__Testo di lettura__
━━━━━━━━━━━━━━━━━━━━━━━━━━━━━━

Pigliamo il caso della recente esperienza di un non breve soggiorno obbligato, dal lavoro non già dalla legge, beninteso, in Grafagnana. Tintinna e sbrilluccica di fucsia il moderno smartphone, giusto ieri l’altro, mentre m’addentravo nella consueta notte insonne. Patrizia Baretto Castelnuovo, questa la rubrica nella lista delle notifiche. Slick, slick, slick, sfila il pollicione sul tasto ma la crema idratante deve aver confuso il lettore di impronte del grande fratello da me stesso autorizzato a riconoscermi col più intimo dei dettagli. Segue trepidazione con insulti globali, gridati a labbra chiuse. Un paio di frementi attese di 30 secondi per dar tempo alla mia impronta di ristabilirsi e al mio telefono di riconoscermi e ecco la magia delle storie nate sopra una tovaglia: “Buonasera, stavo scorrendo il telefono ed ho ritrovato un suo messaggio, è già un po’ che non la vediamo, spero che vada tutto bene. Speriamo di rivederla presto, cordiali saluti. Ristorante il Baretto a Castelnuovo Garfagnana”.
Il tempo di leggere e si sono riproposte col dolce timbro della locandiera cerimoniosa, gentile e disponibile, i sapori della polenta fritta di mais ottofile, dei ravioli con la farina di castagne ed il cacao, della trippa, della zuppa di farro, del biroldo, dei salumi, delle crostate. Addirittura si imponeva la sensazione di orgoglioso affronto al freddo pungente della passeggiata all’ombra della fortezza ariostea, allora concesso del calore del Montecarlo e degli altri rossi delle colline lucchesi di cui il petto era empio.

━━━━━━━━━━━━━━━━━━━━━━━━━━━━━━

__Istruzioni operative__
(a) Trascrivi fedelmente il passo del brano sul soggiorno in Garfagnana, partendo da "Il tempo di" e arrivando fino a "petto era empio.".
(b) Prosegui il brano sul soggiorno in Garfagnana riprendendo subito dopo l'ultima frase riportata.

__Sezione dati__
━━━━━━━━━━━━━━━━━━━━━━━━━━━━━━

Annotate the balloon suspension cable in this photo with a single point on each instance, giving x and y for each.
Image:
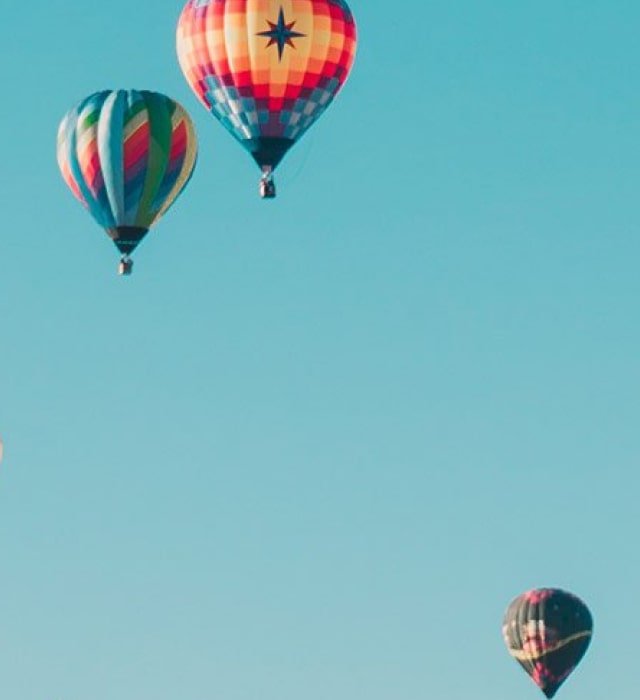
(267, 183)
(125, 266)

━━━━━━━━━━━━━━━━━━━━━━━━━━━━━━

__Soluzioni__
(a)
Il tempo di leggere e si sono riproposte col dolce timbro della locandiera cerimoniosa, gentile e disponibile, i sapori della polenta fritta di mais ottofile, dei ravioli con la farina di castagne ed il cacao, della trippa, della zuppa di farro, del biroldo, dei salumi, delle crostate. Addirittura si imponeva la sensazione di orgoglioso affronto al freddo pungente della passeggiata all’ombra della fortezza ariostea, allora concesso del calore del Montecarlo e degli altri rossi delle colline lucchesi di cui il petto era empio.

(b)
Serate solitarie nel piccolo bar con cucina a ridosso della piazza principale di Castelnuovo Garfagnana. Una trentina di chilometri dal Ponte del Diavolo, percorsi nel buio rabbuiato dalle vette Apuane e dell’Appennino, spezzato appena dagli aloni arancioni delle luci fermate dalle intemperie e dai fumi delle cartiere, per trovar rifugio in un ambiente schietto, nei racconti accorati di Patrizia, nelle sue cure. Lunghissime cene, continuate quando la fame era già spenta, solo per il gusto di trovar nuove occasioni di discussione. Il pane, le patate, i funghi, i maiali indigeni e quelli importati dalla vicina Emilia. Chiuso in fondo alla saletta appena riservata, di lato dall’ingresso, Patrizia compariva e scompariva, interveniva e taceva, intuendo i giusti tempi da lasciare alle riflessioni ed alle chat con gli amori lontani.
Un bel prosciutto bazzone, prodotto esclusivo della zona, di difficile reperibilità, è giunto sin sul golfo per essere consumato tra amici, grazie ai buoni uffici di Patrizia con uno spacciatore del posto.
Sballottare nell’agitato mare delle locande, delle cantine, delle vigne porta con se storie di incontri e terre cui il cibo fa essenzialmente da contorno, pur nella sua squisitezza.
C’è da abbandonarsi ad un viaggio lungo e tortuoso per il gusto di ritrovare Patrizia e le con lei tutte le altre locandiere che servono prelibatezze arricchite d’umanità.